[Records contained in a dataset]
>> Start

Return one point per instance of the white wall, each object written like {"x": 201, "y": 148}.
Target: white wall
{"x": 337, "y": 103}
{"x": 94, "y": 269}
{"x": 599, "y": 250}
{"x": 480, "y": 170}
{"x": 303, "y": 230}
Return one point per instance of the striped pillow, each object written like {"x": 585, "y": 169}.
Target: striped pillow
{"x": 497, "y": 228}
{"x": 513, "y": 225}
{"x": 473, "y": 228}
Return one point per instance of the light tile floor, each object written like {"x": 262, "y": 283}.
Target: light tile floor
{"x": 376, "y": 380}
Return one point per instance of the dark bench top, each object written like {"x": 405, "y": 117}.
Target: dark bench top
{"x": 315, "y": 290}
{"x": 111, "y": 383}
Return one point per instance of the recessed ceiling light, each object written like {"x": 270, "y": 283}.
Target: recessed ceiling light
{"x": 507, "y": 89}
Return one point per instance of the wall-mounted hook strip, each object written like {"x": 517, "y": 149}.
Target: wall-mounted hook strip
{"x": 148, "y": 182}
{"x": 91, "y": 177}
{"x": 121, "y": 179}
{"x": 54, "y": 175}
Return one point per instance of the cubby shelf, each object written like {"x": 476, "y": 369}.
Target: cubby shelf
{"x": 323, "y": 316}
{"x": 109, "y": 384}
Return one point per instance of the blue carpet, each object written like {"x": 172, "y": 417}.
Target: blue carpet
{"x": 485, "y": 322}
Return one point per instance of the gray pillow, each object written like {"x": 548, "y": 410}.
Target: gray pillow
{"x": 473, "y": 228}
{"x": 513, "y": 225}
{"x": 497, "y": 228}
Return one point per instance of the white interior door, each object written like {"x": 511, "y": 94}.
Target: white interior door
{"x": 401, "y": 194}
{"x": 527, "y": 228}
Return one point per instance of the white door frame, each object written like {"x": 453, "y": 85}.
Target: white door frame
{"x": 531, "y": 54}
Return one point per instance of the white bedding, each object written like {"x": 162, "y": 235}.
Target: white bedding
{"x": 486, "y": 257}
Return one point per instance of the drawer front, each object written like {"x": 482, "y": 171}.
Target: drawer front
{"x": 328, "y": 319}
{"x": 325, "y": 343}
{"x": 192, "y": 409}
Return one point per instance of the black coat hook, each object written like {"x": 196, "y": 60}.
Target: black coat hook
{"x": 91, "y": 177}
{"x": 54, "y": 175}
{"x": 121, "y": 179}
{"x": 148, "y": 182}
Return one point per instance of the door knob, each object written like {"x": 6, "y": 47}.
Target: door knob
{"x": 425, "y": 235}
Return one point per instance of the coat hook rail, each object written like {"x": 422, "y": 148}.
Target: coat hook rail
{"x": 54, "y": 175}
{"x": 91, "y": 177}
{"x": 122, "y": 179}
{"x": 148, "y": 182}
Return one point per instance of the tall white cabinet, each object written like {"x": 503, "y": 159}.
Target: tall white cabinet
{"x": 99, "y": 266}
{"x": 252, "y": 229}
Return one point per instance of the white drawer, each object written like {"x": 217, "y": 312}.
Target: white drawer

>> End

● **YOUR GOAL**: Print the line containing "Return one point per instance of the recessed" and every line after it to the end of the records above, exactly as written, and nothing else.

● **EXPECTED ANSWER**:
Return one point per instance of the recessed ceiling light, each object written like {"x": 270, "y": 283}.
Target: recessed ceiling light
{"x": 507, "y": 89}
Return one point per instance of the wall-mounted hook strip, each object written like {"x": 517, "y": 149}.
Target: wall-mounted hook strip
{"x": 148, "y": 182}
{"x": 91, "y": 177}
{"x": 121, "y": 179}
{"x": 54, "y": 175}
Return one point per instance of the cubby shelf, each object written like {"x": 476, "y": 369}.
Target: cubby shelf
{"x": 323, "y": 316}
{"x": 109, "y": 384}
Return one point per instance of the blue carpet, each object written like {"x": 172, "y": 417}.
Target: blue carpet
{"x": 485, "y": 322}
Return one point per instance of the gray pillow, each object written like {"x": 548, "y": 410}.
Target: gray pillow
{"x": 473, "y": 228}
{"x": 513, "y": 225}
{"x": 497, "y": 228}
Return one point per instance of the white interior door, each object written like {"x": 511, "y": 94}.
Target: white interior door
{"x": 401, "y": 194}
{"x": 527, "y": 228}
Return one point per instance of the white door frame, each object written like {"x": 453, "y": 85}.
Target: white door frame
{"x": 531, "y": 54}
Return one point per instance of the white bedding, each object written like {"x": 162, "y": 235}.
Target: white bedding
{"x": 486, "y": 257}
Return one point per instance of the drawer front, each object written like {"x": 482, "y": 171}.
Target: drawer front
{"x": 328, "y": 319}
{"x": 325, "y": 343}
{"x": 192, "y": 409}
Return one point per instance of the black coat hook, each object written like {"x": 196, "y": 60}.
Target: black coat hook
{"x": 91, "y": 177}
{"x": 54, "y": 175}
{"x": 121, "y": 179}
{"x": 148, "y": 182}
Return one point per instance of the door knob, each object written like {"x": 6, "y": 47}.
Target: door knob
{"x": 425, "y": 235}
Return one point per instance of the coat hook rail, each object written like {"x": 422, "y": 148}.
Target: coat hook rail
{"x": 54, "y": 175}
{"x": 91, "y": 177}
{"x": 122, "y": 179}
{"x": 148, "y": 182}
Return one point per instance of the tall white cabinet, each object written like {"x": 503, "y": 159}.
Target: tall white cabinet
{"x": 99, "y": 266}
{"x": 252, "y": 229}
Return one point per instance of the white drawer, each object written like {"x": 217, "y": 312}.
Target: white drawer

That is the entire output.